**EXTRAIT DU TEXTE**
******

L’histoire est cruelle pour ces hommes et ces femmes pour qui le meurtre de leurs enfants est associé à la venue de leur Sauveur. Mais là aussi, Matthieu voit la continuité de l’histoire de son peuple, dont il évoque la douleur passée en citant le prophète Jérémie :

« On a entendu des cris à Rama, des pleurs et de grandes lamentations : c’est Rachel qui pleure ses enfants et n’a pas voulu être consolée, parce qu’ils ne sont plus là » (Mt 2.18, cf. Jr 31.15).

Cependant, il y a là plus qu’un écho à l’histoire passée. Le passage auquel Matthieu emprunte ces quelques lignes est en réalité un passage affirmant avec force l’espérance d’Israël, le retour de l’exil, la reconstruction, et la nouvelle alliance que Dieu veut établir avec les siens. Les mots choisis par l’évangéliste pointent vers la réalité d’une œuvre de Dieu en progression constante, et ce malgré les terribles souffrances par lesquelles passe l’humanité. Celles-ci n’auront pas le dernier mot.

******

**ENREGISTREMENTS FOURNIS**

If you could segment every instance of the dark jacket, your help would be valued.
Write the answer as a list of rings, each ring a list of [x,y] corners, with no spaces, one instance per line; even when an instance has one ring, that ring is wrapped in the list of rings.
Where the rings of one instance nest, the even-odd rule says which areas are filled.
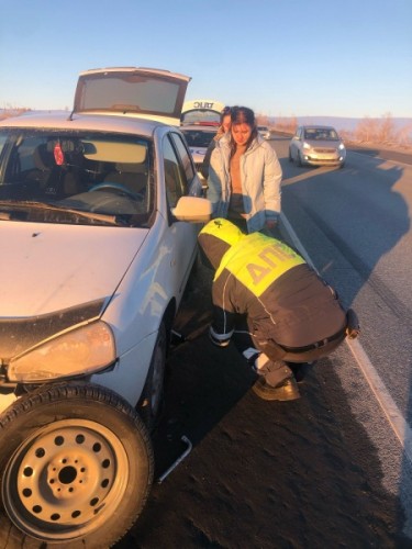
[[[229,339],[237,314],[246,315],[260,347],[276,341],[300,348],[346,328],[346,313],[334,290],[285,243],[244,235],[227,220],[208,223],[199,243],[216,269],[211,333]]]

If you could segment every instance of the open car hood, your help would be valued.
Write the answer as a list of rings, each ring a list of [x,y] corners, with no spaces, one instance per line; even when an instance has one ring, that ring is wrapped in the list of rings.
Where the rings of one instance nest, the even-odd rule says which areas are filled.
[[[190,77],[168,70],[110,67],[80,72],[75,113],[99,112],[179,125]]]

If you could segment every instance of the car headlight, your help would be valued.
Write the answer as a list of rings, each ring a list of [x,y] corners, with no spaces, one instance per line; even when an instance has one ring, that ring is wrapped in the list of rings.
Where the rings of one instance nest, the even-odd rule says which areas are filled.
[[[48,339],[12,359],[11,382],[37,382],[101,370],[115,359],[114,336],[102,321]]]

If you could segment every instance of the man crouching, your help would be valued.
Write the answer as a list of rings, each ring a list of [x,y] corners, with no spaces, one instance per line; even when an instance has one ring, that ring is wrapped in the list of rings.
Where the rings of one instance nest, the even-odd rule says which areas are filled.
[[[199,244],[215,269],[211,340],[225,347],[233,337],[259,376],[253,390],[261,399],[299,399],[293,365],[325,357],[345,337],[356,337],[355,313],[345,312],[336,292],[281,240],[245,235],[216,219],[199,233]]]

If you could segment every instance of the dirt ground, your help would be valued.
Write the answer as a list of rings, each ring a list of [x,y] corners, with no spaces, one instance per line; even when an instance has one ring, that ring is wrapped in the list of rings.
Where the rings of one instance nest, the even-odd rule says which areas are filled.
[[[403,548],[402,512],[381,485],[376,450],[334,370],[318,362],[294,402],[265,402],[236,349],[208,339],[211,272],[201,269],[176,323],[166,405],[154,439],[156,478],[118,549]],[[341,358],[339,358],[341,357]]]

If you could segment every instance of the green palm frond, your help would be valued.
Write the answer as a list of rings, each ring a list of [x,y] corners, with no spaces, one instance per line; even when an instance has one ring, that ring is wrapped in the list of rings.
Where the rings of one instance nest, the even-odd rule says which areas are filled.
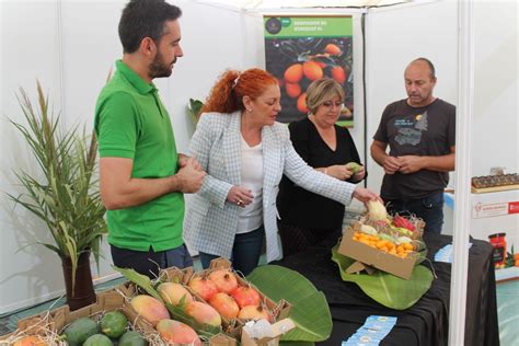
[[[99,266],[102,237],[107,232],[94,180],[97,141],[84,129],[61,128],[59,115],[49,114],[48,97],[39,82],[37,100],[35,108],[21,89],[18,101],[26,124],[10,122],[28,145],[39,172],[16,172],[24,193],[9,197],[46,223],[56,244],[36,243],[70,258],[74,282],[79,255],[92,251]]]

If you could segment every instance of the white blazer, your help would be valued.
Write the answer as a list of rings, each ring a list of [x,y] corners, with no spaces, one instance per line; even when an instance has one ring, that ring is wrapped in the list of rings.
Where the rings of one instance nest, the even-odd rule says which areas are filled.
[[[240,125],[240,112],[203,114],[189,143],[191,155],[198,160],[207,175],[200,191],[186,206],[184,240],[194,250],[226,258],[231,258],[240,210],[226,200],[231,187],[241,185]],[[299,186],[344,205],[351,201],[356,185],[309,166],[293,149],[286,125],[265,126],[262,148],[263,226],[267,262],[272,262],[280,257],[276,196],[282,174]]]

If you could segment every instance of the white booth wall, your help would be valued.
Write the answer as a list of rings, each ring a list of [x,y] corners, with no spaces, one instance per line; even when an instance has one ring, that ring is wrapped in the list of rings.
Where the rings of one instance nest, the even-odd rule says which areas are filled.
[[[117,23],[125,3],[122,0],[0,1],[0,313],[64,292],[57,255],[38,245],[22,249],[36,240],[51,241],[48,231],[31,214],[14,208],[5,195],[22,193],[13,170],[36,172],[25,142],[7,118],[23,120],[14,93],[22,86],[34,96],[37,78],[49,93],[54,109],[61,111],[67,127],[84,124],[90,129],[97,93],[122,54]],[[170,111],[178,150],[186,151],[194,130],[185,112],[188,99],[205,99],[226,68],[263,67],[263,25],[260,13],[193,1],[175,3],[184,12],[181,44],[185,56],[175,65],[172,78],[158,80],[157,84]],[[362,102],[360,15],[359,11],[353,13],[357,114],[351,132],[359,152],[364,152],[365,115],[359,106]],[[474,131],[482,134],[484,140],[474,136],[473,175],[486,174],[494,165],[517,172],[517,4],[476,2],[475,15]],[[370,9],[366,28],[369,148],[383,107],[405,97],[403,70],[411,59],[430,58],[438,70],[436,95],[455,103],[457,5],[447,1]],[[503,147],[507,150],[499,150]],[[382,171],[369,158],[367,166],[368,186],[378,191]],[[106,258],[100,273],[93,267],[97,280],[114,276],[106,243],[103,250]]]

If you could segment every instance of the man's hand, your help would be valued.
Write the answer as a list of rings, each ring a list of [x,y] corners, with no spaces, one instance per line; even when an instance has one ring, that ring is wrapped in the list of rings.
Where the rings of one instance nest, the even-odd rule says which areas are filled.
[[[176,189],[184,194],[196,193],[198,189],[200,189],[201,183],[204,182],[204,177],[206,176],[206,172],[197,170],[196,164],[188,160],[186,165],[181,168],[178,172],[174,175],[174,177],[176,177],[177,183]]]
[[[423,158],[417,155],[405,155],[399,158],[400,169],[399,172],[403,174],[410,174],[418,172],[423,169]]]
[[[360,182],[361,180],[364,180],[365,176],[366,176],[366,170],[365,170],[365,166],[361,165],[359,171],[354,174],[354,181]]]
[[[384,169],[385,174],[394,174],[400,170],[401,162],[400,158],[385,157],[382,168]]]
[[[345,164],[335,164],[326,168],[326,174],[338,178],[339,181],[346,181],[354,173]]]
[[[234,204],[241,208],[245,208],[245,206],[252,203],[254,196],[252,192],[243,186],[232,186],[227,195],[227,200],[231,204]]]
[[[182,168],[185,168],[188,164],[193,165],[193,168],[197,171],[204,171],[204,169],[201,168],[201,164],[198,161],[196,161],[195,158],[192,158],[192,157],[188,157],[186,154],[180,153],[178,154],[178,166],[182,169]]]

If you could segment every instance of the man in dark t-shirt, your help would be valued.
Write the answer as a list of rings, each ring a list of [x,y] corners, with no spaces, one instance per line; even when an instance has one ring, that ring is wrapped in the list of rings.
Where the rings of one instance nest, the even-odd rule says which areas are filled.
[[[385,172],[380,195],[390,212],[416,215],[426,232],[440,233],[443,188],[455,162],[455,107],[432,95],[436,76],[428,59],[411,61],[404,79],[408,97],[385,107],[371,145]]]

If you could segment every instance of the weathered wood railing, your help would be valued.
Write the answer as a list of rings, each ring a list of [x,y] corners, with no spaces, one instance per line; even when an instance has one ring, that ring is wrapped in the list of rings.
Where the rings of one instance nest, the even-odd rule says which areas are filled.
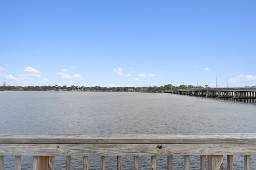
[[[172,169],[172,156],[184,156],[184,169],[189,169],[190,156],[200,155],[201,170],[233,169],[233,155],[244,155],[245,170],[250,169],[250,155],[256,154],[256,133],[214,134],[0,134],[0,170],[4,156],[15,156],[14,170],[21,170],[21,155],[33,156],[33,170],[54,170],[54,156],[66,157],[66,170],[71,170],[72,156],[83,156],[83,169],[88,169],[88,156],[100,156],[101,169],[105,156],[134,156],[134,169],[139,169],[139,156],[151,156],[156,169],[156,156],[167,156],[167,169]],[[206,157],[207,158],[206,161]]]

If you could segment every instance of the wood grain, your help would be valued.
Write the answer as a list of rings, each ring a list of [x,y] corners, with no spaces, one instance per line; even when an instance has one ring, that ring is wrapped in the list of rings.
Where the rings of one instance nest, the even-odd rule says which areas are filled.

******

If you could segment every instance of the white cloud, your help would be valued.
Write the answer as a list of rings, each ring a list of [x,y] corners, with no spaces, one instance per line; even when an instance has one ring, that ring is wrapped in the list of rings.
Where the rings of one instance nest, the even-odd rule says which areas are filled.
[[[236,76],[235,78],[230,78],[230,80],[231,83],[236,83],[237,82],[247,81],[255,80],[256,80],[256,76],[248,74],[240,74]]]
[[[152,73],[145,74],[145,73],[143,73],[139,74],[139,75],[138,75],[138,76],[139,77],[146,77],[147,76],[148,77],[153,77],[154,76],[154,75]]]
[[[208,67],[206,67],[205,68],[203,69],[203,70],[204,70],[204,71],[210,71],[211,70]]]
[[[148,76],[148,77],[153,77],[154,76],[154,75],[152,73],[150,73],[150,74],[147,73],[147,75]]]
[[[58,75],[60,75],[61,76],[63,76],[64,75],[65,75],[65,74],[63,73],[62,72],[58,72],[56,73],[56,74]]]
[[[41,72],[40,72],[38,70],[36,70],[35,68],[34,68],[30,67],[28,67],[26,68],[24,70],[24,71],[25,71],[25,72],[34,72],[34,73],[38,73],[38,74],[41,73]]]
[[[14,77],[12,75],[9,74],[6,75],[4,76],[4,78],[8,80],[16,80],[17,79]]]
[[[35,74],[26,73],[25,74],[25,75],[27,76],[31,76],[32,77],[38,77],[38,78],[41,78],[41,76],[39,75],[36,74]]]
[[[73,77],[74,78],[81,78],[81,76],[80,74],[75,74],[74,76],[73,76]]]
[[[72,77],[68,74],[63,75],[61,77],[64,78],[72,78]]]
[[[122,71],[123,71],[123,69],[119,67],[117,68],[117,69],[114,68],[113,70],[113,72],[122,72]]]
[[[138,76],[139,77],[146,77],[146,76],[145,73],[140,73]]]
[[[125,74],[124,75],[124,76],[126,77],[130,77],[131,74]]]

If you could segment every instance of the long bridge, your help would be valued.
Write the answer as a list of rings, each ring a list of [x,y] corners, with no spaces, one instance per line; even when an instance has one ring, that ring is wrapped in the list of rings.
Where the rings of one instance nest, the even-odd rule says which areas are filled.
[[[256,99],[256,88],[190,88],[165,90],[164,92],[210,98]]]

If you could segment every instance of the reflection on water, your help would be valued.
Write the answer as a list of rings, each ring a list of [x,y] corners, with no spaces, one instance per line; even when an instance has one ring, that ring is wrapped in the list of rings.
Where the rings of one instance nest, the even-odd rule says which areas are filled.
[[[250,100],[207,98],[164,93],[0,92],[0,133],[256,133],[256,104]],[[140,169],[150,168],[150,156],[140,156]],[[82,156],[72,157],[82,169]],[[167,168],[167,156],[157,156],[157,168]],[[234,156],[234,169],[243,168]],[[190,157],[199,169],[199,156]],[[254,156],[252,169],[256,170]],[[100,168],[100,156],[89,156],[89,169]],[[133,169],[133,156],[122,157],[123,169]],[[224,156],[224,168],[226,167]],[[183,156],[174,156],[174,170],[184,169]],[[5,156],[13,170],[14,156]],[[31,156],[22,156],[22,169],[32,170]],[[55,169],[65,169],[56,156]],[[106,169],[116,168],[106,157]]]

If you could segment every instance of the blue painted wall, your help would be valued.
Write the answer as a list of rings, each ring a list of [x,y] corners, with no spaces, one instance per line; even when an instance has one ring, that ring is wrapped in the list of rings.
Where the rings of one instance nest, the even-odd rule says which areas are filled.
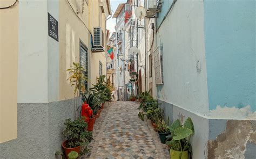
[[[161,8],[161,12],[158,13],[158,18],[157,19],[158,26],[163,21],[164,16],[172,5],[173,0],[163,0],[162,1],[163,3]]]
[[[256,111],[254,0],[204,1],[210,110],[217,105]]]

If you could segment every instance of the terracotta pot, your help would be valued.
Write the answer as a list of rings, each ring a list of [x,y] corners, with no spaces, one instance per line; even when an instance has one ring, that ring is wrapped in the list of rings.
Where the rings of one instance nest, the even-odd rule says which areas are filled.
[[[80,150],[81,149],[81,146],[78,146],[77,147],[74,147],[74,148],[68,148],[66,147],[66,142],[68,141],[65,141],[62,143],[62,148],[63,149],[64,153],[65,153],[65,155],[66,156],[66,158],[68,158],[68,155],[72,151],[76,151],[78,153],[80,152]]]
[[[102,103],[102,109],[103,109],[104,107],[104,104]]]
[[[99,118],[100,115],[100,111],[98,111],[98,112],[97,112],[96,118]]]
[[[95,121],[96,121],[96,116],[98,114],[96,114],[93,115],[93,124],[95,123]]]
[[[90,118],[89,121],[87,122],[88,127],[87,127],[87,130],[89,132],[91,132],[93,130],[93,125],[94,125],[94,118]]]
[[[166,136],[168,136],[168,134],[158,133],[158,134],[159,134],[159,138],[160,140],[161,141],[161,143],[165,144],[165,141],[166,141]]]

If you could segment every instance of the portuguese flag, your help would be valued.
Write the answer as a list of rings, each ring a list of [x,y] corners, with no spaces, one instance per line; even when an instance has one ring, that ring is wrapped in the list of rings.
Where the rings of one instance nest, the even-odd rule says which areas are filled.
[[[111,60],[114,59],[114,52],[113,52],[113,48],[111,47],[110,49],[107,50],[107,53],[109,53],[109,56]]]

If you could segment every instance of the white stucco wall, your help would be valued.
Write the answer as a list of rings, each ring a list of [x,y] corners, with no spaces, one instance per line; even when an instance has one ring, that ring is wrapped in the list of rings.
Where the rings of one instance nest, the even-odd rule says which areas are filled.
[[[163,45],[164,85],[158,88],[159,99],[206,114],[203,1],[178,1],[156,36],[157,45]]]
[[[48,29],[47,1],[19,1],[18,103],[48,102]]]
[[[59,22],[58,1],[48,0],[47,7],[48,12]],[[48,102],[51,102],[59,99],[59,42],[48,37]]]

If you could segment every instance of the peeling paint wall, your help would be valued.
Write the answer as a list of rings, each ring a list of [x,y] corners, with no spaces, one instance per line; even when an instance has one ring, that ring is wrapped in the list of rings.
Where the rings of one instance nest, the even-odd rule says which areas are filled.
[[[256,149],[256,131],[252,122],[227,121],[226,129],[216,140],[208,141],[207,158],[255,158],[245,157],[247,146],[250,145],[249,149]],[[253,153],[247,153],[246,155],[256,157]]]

******

**OBJECTIF ÉNONCÉ 1**
D'après l'extrait du texte, quel prophète Matthieu cite-t-il pour évoquer la douleur passée de son peuple ?
**OBJECTIF ÉNONCÉ 2**
Repérez chaque ligne des enregistrements qui contient la chaîne "wall" et recopiez-la, en respectant la casse.

**RÉSULTAT DE L'EXERCICE 1**
Le prophète Jérémie.

**RÉSULTAT DE L'EXERCICE 2**
If you could segment every instance of the white booth wall, your help would be valued.
If you could segment every instance of the blue painted wall, your help would be valued.
If you could segment every instance of the white stucco wall, your help would be valued.
If you could segment every instance of the peeling paint wall, your help would be valued.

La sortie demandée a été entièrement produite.